═══ Provided data ═══

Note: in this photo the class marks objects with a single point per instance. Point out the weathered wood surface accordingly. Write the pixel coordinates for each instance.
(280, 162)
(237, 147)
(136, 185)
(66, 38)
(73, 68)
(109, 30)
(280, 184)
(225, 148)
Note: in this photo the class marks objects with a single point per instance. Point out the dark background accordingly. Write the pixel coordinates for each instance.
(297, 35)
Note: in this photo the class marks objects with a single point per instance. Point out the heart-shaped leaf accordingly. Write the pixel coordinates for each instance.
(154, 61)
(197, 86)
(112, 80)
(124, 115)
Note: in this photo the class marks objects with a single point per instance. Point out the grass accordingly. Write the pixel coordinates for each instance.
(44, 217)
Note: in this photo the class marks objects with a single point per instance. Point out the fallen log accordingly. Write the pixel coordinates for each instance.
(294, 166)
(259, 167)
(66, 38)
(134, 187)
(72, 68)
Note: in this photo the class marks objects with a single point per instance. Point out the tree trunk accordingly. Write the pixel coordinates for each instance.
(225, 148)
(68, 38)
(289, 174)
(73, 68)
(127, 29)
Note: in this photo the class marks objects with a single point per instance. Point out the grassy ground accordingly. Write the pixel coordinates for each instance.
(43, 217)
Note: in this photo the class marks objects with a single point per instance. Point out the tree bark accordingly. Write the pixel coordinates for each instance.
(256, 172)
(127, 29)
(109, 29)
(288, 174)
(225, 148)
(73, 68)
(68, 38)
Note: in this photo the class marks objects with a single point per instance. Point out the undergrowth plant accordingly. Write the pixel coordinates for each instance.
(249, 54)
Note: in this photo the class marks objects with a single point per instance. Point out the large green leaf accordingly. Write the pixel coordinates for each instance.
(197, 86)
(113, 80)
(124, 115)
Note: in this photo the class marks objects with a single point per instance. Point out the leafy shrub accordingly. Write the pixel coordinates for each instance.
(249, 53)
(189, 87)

═══

### Objective
Transcribe the listing verbatim from the line containing "out the grassy" through its final line, including both of those lines.

### Correct response
Note: in this photo the class marks objects with a single point per instance. Point out the grassy ground accordingly. Write the pixel coordinates for each instance.
(43, 217)
Note: in this photo the class marks objects with a single point per instance. Point out the tree bark accordingly. Write the pixel coordinates for each instance.
(256, 172)
(127, 29)
(109, 29)
(288, 174)
(225, 148)
(73, 68)
(68, 38)
Note: in this photo the class marks objects with a single point per instance. Point out the undergrowth plant accordingly. Write the pixel coordinates for each instance.
(249, 54)
Note: in this photo the class marks objects with a single point per instance. Point out the large green leaf accordingly. Write the pixel coordinates for each instance.
(197, 86)
(113, 80)
(124, 115)
Note: in this photo the class marks objects with a single point per instance. Point out the leafy shrub accordingly. Write the pixel coordinates for each instance.
(249, 53)
(189, 87)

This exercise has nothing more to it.